STATED PROBLEM:
Rewrite the rows from the line with "Please, if you would, locate the forked" through the end of the rows, putting "box coordinates" wherever "bounding box" appears and leaving everything else unchanged.

Source data:
* * * * *

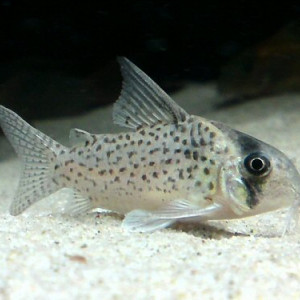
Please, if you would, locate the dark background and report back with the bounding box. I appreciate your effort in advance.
[0,0,300,118]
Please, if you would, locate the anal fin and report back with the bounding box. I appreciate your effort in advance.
[65,190,94,216]
[122,209,175,232]
[122,199,222,232]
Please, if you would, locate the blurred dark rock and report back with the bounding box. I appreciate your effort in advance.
[0,58,121,119]
[218,22,300,101]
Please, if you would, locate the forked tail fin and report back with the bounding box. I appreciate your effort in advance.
[0,106,65,216]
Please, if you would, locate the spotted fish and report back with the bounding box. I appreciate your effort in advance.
[0,58,300,232]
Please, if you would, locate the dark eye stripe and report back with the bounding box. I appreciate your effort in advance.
[244,152,271,176]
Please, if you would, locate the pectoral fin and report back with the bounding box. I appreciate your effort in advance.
[69,128,94,146]
[122,199,222,232]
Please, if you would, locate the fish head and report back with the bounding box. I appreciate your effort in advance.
[216,125,300,217]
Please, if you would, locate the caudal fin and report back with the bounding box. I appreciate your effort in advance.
[0,106,64,216]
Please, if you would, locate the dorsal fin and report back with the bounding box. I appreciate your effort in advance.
[69,128,94,146]
[113,57,188,129]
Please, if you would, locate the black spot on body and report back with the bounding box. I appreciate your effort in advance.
[193,151,199,161]
[179,169,184,179]
[184,149,191,159]
[209,131,216,139]
[165,158,172,165]
[203,168,209,175]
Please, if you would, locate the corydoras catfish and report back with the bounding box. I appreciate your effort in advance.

* * * * *

THE REPLY:
Please, if you would, locate the forked tail fin and report back with the box coordinates. I appreciate your effort in advance.
[0,106,65,216]
Please, if you would, locate the spotted fish and report back with the box coordinates. I appreciate your effort in advance.
[0,58,300,232]
Please, if you would, locate the dark eye stripe and report back with the box coordinates. I appreciate your effort in advance.
[244,152,271,176]
Please, if you would, locate the pectoral fin and report back with the box coordinates. I appreciate your effort in advance.
[69,128,94,146]
[122,199,222,232]
Please, if you would, locate the fish head and report back with the box coordinates. I appreciate your effort in advance.
[216,125,300,217]
Please, if you would, locate the caudal fin and report back with the box coordinates. I appreciate your effort in advance.
[0,106,64,216]
Please, if you would, locate the dorsal fin and report back with the box coordinates. I appreciate your effort in advance.
[69,128,94,146]
[113,57,188,129]
Please, if you would, locate the black spot on body and report back with the box coordinates. I appreciate your effort in advance.
[193,151,199,161]
[179,169,184,179]
[184,149,191,159]
[209,131,216,139]
[165,158,172,165]
[203,168,209,175]
Please, if you would, locate the corydoras catfish and report back with the box coordinates. I appreciate your effort in advance.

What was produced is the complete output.